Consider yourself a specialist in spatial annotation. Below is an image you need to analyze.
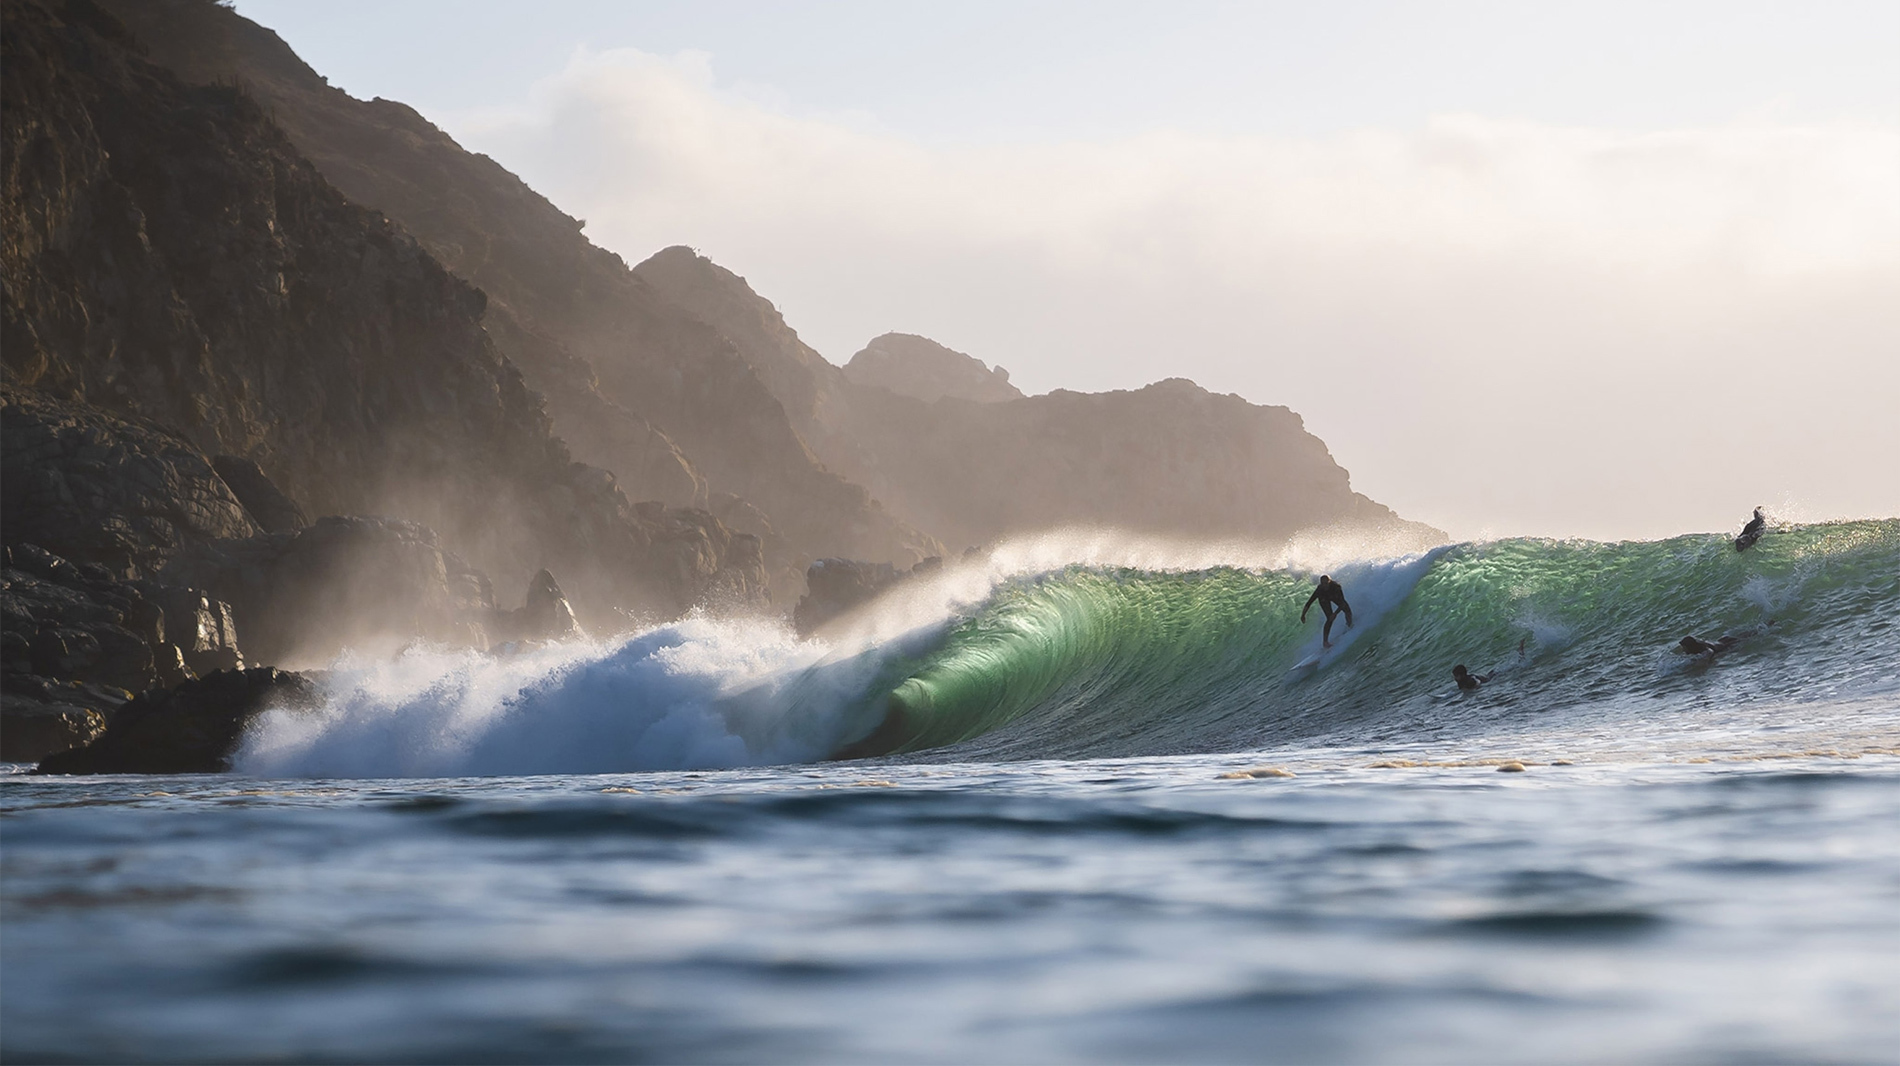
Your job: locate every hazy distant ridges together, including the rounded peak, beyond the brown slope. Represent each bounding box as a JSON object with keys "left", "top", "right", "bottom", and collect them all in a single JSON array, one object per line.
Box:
[{"left": 604, "top": 247, "right": 1442, "bottom": 551}]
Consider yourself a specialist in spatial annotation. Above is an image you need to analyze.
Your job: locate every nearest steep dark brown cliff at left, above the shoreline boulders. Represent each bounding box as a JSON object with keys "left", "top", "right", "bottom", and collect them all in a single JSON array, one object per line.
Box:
[{"left": 0, "top": 0, "right": 764, "bottom": 619}]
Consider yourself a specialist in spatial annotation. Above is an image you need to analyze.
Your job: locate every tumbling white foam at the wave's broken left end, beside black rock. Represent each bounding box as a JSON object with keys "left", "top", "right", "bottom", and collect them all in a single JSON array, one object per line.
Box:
[{"left": 234, "top": 618, "right": 876, "bottom": 777}]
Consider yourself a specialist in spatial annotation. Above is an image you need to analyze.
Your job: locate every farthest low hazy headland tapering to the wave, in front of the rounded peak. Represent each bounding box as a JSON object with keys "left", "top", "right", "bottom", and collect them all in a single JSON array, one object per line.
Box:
[{"left": 851, "top": 378, "right": 1442, "bottom": 547}]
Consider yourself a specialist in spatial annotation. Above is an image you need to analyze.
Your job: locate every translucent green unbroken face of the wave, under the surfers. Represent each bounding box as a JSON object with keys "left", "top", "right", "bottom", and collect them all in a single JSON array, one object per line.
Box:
[{"left": 851, "top": 519, "right": 1900, "bottom": 758}]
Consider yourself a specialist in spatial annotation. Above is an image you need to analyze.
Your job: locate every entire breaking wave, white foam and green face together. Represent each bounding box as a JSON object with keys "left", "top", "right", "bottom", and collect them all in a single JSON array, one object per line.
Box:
[{"left": 238, "top": 519, "right": 1900, "bottom": 777}]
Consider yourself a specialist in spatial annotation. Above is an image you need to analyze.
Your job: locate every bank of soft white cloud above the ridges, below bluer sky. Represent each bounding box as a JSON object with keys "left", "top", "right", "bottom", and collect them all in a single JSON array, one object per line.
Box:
[{"left": 450, "top": 51, "right": 1900, "bottom": 536}]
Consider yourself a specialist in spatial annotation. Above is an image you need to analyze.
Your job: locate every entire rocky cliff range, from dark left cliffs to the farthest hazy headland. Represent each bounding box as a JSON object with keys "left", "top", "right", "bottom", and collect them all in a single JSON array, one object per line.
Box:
[{"left": 0, "top": 0, "right": 1435, "bottom": 766}]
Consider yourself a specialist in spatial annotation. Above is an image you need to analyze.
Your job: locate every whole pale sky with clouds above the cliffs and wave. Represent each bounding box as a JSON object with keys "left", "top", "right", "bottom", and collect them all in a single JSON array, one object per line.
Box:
[{"left": 238, "top": 0, "right": 1900, "bottom": 538}]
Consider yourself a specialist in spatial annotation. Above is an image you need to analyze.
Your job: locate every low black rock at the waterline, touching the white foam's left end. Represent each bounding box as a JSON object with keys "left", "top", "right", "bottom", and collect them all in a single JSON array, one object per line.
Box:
[{"left": 34, "top": 667, "right": 323, "bottom": 773}]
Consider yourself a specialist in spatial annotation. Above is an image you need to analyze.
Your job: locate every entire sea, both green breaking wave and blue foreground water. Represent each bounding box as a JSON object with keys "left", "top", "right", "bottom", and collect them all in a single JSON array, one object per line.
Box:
[{"left": 0, "top": 521, "right": 1900, "bottom": 1062}]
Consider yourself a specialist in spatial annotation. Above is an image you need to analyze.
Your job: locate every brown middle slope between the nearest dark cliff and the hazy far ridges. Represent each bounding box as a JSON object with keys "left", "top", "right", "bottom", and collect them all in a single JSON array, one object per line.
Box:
[{"left": 94, "top": 0, "right": 939, "bottom": 589}]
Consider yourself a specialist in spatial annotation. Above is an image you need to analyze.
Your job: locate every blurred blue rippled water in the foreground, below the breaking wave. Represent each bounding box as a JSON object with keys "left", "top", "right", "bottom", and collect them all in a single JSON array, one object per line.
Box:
[{"left": 0, "top": 741, "right": 1900, "bottom": 1062}]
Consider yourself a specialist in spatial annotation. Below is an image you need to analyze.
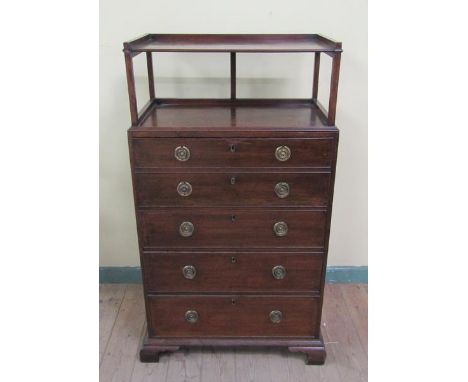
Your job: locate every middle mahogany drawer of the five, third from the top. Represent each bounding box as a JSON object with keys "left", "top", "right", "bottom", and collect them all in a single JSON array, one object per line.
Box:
[{"left": 137, "top": 208, "right": 326, "bottom": 249}]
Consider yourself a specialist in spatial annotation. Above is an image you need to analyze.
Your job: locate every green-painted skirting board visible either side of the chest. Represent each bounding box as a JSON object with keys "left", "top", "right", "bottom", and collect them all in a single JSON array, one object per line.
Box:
[{"left": 99, "top": 266, "right": 367, "bottom": 284}]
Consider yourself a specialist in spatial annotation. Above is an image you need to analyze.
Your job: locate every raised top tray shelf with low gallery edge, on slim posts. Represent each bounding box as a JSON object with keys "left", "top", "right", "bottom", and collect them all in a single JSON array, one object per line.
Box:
[{"left": 124, "top": 34, "right": 342, "bottom": 53}]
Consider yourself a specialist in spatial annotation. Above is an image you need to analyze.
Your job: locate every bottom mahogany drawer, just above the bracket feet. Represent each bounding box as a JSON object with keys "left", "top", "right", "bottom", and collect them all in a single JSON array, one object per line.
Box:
[{"left": 147, "top": 295, "right": 319, "bottom": 337}]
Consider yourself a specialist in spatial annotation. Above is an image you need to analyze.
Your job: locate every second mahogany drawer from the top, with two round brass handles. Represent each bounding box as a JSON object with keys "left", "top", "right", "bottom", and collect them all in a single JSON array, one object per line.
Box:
[{"left": 135, "top": 171, "right": 330, "bottom": 207}]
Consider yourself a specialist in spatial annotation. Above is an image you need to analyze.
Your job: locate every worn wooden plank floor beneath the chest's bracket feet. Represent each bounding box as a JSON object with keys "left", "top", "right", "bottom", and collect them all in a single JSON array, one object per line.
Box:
[{"left": 99, "top": 284, "right": 367, "bottom": 382}]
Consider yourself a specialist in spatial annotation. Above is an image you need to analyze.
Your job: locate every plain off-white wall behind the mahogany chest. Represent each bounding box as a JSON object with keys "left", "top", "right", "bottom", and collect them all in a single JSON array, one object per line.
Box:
[{"left": 100, "top": 0, "right": 367, "bottom": 266}]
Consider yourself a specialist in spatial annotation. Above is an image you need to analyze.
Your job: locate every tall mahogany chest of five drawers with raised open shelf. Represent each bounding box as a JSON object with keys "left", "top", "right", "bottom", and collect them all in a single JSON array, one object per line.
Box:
[{"left": 124, "top": 35, "right": 341, "bottom": 364}]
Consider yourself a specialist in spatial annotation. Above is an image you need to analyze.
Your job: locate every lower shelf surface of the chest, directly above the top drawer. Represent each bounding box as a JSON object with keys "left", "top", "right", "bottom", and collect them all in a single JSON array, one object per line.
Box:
[{"left": 130, "top": 99, "right": 336, "bottom": 134}]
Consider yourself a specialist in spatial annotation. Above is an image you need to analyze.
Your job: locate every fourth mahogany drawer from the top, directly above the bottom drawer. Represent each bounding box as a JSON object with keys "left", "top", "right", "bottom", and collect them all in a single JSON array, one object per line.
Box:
[{"left": 143, "top": 252, "right": 323, "bottom": 293}]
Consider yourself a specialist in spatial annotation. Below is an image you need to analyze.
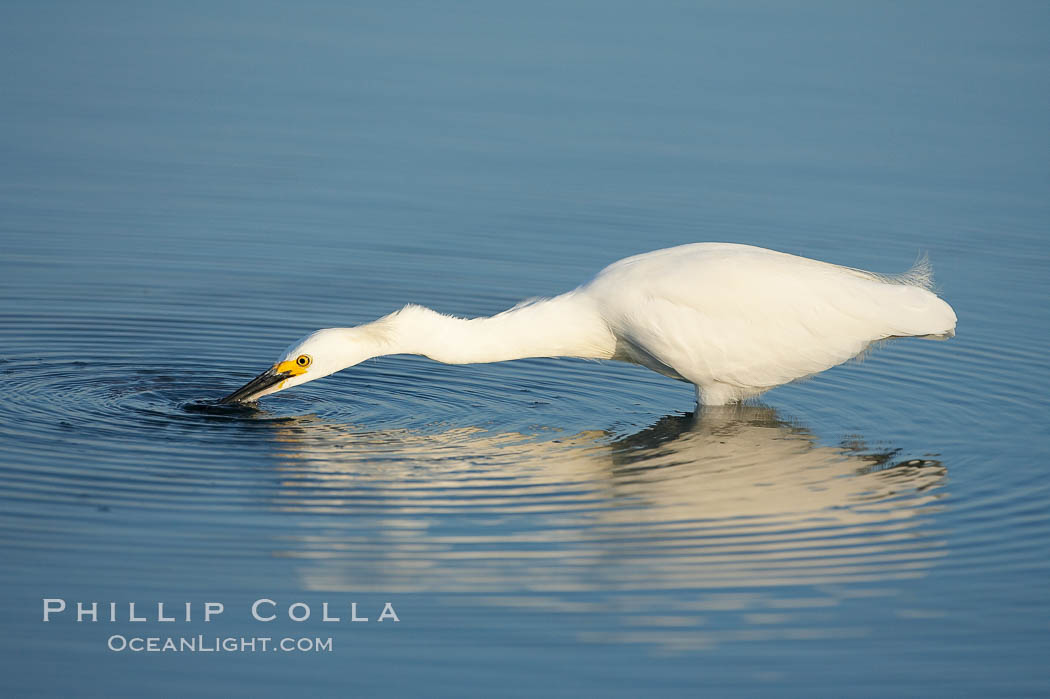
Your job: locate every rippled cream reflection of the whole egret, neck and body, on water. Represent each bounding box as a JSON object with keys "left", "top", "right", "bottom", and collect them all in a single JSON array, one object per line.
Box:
[{"left": 258, "top": 406, "right": 946, "bottom": 600}]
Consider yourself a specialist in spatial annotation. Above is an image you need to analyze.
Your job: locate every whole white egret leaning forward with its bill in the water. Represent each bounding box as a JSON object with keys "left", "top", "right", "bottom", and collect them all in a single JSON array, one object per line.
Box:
[{"left": 221, "top": 242, "right": 956, "bottom": 405}]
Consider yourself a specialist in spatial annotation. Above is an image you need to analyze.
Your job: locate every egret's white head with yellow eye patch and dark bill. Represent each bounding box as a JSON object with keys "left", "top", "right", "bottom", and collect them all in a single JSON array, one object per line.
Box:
[{"left": 219, "top": 327, "right": 372, "bottom": 403}]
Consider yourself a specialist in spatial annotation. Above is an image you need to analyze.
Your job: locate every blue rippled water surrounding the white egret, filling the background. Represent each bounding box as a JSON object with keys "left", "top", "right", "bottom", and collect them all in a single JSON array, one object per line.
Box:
[{"left": 0, "top": 2, "right": 1050, "bottom": 697}]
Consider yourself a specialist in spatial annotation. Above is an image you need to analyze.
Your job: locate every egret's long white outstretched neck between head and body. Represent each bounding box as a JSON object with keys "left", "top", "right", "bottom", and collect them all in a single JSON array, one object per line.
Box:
[{"left": 359, "top": 292, "right": 615, "bottom": 364}]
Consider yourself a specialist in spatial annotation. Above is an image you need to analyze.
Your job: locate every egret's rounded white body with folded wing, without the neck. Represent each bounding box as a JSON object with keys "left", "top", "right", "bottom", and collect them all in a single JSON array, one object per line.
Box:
[{"left": 586, "top": 243, "right": 954, "bottom": 394}]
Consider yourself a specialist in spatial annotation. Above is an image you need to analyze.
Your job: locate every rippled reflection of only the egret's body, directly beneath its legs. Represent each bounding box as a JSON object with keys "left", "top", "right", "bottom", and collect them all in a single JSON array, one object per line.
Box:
[{"left": 608, "top": 406, "right": 946, "bottom": 525}]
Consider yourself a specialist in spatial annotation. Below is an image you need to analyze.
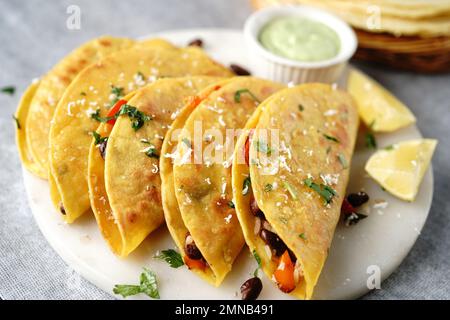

----------

● **Work item**
Pick every line of the data that includes the string "middle".

● **Exercise result**
Your job: locate every brown middle slope between the nearest dark cliff and the hazy far ridges. Represent each bounding box as a JSON object with keys "left", "top", "right", "bottom", and collect them all in a single JSON array, one object per line.
Your job: locate every middle mahogany drawer of the five, third from the top. Represent each bounding box as a JSON object with keys "left", "top", "right", "bottom", and collect them all in a single JSON array, one object per line.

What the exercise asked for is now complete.